The task:
Pull the text lines from the material below and reproduce them word for word, leaving out the pictures.
++++ Data listing
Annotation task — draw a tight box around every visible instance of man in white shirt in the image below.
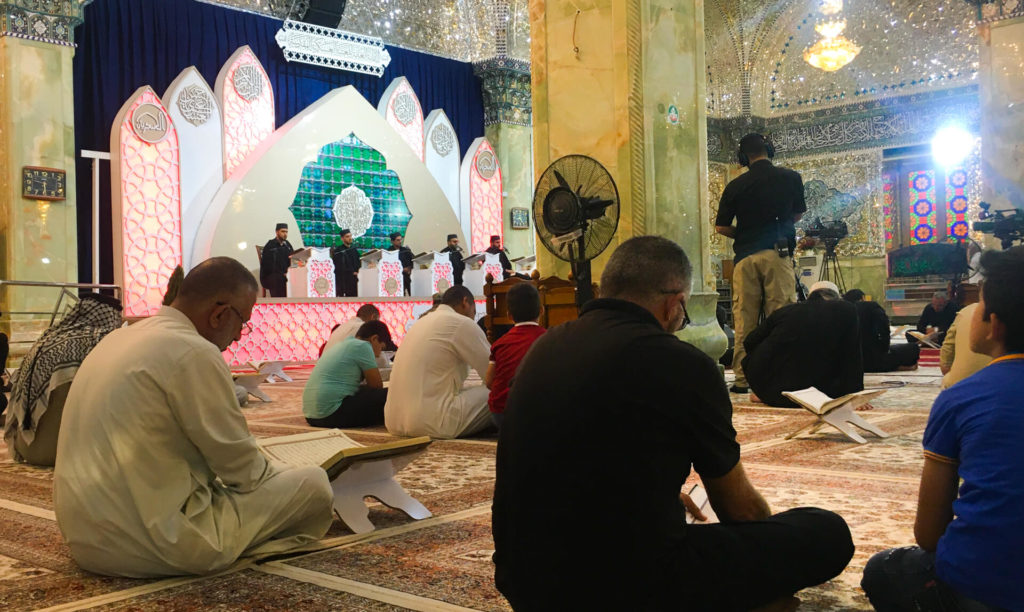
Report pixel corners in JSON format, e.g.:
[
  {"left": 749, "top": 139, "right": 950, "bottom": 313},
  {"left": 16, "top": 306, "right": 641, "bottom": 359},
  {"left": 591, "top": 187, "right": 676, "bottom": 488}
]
[
  {"left": 321, "top": 304, "right": 381, "bottom": 355},
  {"left": 53, "top": 257, "right": 333, "bottom": 577},
  {"left": 384, "top": 286, "right": 490, "bottom": 438}
]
++++++++
The result:
Annotation task — draw a tight box around every visible instance of man in white shirt in the image below.
Report pixel corners in JSON format, e.g.:
[
  {"left": 749, "top": 139, "right": 950, "bottom": 313},
  {"left": 16, "top": 306, "right": 641, "bottom": 359},
  {"left": 591, "top": 187, "right": 676, "bottom": 488}
]
[
  {"left": 321, "top": 304, "right": 381, "bottom": 355},
  {"left": 53, "top": 257, "right": 333, "bottom": 577},
  {"left": 384, "top": 286, "right": 490, "bottom": 438}
]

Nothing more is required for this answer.